MATERIAL FOR THE TASK »
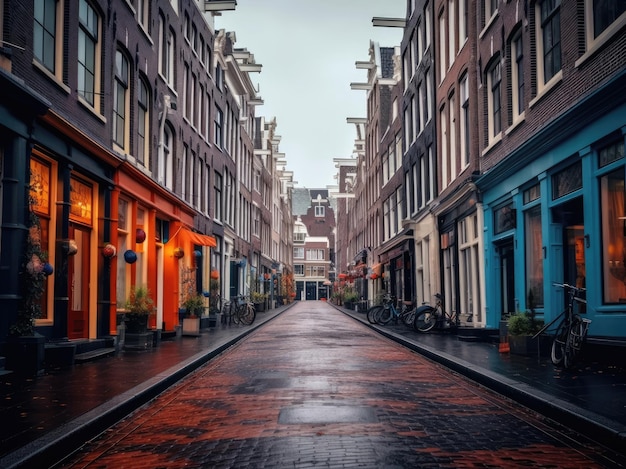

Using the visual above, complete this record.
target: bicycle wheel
[239,304,256,326]
[550,319,569,366]
[413,306,437,332]
[376,306,393,326]
[367,305,383,324]
[563,315,587,368]
[400,308,415,327]
[221,301,231,324]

REQUIREMENTS »
Reproduce the records above word for word, leaving out the pictures.

SOLUTION TO THIS EXERCISE »
Using the visual above, complete this record.
target: bicycle wheel
[239,304,256,326]
[550,319,569,366]
[413,306,437,332]
[376,306,393,326]
[367,305,383,324]
[563,315,587,368]
[400,308,415,327]
[221,301,231,324]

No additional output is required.